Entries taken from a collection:
- - -

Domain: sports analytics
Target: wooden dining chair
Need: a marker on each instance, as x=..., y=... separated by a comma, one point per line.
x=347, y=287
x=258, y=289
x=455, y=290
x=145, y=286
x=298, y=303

- - -

→ Brief: Copy down the material exactly as written.

→ Output for this exercise:
Domain: sports analytics
Target: wooden dining chair
Need: a marker on each instance, as x=..., y=... separated by a comma, one point per line.
x=347, y=287
x=258, y=289
x=455, y=290
x=145, y=286
x=298, y=303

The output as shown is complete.